Task description ▸ Copy the lines below word for word, from the start through the line that contains "left=0, top=140, right=155, bottom=480".

Dataset rows ▸
BEGIN

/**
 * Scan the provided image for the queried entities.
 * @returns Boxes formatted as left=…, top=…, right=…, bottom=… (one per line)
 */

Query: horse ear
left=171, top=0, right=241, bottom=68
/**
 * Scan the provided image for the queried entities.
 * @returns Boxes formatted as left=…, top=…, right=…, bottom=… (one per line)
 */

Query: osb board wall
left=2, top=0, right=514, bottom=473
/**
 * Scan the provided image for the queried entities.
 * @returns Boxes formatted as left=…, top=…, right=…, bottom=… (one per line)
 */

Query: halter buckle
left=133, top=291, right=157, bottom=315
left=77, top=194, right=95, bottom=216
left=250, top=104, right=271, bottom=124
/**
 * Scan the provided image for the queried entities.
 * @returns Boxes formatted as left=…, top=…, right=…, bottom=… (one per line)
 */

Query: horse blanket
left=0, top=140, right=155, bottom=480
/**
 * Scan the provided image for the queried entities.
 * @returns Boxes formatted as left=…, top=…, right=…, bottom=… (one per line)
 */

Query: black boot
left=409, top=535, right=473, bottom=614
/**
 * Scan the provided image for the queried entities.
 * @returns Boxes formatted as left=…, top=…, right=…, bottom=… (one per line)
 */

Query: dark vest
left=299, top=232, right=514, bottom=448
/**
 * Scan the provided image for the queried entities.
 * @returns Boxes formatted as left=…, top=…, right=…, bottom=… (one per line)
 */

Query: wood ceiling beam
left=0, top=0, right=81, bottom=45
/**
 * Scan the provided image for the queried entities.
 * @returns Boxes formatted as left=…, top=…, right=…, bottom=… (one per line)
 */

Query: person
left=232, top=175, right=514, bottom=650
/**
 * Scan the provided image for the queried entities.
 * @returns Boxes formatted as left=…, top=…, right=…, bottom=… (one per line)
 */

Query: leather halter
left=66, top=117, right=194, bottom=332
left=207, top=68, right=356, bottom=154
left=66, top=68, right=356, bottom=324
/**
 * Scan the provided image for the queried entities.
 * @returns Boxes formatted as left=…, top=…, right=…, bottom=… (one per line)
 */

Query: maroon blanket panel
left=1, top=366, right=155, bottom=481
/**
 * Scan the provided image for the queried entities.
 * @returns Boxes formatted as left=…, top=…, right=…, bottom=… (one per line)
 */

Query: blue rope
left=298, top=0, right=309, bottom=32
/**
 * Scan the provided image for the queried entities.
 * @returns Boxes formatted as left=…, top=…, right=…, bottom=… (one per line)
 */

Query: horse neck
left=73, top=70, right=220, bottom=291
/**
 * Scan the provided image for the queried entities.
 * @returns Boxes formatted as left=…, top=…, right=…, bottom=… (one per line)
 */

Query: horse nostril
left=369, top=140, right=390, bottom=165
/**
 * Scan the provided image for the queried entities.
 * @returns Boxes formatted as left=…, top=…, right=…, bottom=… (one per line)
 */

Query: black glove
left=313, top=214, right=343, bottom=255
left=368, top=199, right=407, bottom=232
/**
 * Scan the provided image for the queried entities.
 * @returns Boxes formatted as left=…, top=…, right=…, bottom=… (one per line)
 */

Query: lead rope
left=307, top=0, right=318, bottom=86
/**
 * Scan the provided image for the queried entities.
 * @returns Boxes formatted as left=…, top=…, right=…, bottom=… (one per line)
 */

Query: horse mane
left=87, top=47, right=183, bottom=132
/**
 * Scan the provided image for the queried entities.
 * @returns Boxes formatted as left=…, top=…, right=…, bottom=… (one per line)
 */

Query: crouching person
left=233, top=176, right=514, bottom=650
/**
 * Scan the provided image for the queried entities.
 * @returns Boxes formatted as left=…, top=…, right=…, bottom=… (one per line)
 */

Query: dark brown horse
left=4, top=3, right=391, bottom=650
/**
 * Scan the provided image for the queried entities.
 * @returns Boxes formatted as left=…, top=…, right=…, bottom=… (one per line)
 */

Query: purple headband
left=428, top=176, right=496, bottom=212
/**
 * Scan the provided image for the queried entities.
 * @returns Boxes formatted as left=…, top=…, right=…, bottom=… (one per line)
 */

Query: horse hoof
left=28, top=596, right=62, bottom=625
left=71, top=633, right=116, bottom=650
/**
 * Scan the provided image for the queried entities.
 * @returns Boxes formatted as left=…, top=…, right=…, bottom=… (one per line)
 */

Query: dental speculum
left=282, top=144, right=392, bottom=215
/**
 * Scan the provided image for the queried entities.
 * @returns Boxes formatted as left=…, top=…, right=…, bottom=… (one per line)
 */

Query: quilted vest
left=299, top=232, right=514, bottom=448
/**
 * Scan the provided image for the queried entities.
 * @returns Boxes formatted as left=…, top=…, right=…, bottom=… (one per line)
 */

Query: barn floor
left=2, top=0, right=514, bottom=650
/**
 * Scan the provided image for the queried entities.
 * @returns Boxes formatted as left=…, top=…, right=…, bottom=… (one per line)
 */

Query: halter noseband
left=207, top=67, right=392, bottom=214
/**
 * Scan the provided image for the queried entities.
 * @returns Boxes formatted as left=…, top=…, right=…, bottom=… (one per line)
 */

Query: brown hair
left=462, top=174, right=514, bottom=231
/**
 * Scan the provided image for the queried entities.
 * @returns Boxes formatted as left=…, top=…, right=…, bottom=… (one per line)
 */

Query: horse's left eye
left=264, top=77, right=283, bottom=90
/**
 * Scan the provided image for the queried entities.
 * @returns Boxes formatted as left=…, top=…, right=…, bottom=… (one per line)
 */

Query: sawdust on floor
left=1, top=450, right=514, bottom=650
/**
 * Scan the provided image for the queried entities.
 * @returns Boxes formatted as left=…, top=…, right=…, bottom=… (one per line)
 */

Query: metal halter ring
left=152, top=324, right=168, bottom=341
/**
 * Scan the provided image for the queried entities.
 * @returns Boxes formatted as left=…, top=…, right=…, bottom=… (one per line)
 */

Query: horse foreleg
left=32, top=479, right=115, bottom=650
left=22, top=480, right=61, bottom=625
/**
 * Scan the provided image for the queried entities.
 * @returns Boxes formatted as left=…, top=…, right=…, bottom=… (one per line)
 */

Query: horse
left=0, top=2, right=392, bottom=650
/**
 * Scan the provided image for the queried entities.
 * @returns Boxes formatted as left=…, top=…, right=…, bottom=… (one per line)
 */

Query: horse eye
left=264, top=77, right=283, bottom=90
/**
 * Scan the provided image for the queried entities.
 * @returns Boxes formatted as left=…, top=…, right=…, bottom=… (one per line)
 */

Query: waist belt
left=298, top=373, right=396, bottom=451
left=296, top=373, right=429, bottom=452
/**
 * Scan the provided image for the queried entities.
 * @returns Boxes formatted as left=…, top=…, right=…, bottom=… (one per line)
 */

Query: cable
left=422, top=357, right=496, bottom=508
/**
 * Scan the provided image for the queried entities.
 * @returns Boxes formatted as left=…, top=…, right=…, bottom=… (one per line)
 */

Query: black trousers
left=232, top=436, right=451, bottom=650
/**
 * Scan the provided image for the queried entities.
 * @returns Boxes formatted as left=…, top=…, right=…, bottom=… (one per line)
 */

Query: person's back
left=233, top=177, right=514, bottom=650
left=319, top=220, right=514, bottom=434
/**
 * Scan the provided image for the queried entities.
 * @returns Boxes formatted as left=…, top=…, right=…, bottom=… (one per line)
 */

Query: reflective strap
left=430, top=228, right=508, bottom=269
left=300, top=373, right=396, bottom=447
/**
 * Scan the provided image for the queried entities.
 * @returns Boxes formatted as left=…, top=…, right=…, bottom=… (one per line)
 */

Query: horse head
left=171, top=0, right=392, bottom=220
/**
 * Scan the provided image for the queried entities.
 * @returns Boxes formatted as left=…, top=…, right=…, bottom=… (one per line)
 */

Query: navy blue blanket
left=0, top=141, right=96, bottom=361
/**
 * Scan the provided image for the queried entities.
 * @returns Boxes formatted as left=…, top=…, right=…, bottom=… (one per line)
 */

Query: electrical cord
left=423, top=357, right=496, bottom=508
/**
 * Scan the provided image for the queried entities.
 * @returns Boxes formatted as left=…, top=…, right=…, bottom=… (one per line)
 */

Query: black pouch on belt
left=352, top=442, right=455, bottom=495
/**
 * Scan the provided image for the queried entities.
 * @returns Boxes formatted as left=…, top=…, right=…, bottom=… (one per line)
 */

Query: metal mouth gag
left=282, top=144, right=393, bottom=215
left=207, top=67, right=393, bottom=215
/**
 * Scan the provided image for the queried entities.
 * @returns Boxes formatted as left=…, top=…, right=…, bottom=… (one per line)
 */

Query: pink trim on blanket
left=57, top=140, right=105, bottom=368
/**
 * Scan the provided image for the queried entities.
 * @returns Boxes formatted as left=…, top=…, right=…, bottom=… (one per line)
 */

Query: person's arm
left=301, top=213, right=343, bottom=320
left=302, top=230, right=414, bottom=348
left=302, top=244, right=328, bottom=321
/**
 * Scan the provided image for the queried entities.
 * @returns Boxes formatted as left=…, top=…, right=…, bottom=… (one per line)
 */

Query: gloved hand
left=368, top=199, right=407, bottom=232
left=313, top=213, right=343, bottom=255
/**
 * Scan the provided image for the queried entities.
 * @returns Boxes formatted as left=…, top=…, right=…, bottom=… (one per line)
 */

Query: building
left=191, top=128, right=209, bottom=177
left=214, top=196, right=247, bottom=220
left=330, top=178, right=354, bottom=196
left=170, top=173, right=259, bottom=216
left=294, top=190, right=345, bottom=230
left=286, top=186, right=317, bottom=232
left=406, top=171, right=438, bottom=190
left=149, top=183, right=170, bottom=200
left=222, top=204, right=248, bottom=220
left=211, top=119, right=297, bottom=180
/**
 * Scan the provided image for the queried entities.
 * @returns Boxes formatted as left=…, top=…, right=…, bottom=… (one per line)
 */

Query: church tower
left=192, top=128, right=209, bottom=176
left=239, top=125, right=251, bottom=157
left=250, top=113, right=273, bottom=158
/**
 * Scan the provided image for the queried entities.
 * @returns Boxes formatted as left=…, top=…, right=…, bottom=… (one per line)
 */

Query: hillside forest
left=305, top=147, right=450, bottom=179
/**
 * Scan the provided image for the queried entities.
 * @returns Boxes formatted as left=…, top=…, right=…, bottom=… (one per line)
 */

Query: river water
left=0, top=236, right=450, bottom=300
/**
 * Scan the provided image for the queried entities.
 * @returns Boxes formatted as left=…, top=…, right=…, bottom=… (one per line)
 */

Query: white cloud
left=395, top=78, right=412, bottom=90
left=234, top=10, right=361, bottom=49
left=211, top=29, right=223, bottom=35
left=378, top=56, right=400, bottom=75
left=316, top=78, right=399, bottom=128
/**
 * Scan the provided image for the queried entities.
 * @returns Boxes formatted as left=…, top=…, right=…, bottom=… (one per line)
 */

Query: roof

END

Result of this exercise ▸
/**
 * Scan the provided image for the queried entities.
 * @returns Boxes formatted as left=…, top=…, right=…, bottom=… (one per line)
 */

Query: horse ear
left=171, top=0, right=241, bottom=68
/**
 * Scan the provided image for the queried entities.
 * @returns Boxes formatted as left=…, top=…, right=…, bottom=… (one per line)
 */

Query: osb board wall
left=2, top=0, right=514, bottom=473
/**
 * Scan the provided image for the queried entities.
 * @returns Boxes formatted as left=…, top=…, right=…, bottom=… (one per line)
 */

Query: halter buckle
left=133, top=291, right=157, bottom=315
left=77, top=194, right=95, bottom=216
left=250, top=104, right=271, bottom=124
/**
 * Scan the provided image for the queried entities.
 * @returns Boxes formatted as left=…, top=…, right=…, bottom=… (one per line)
 */

Query: horse blanket
left=0, top=140, right=155, bottom=480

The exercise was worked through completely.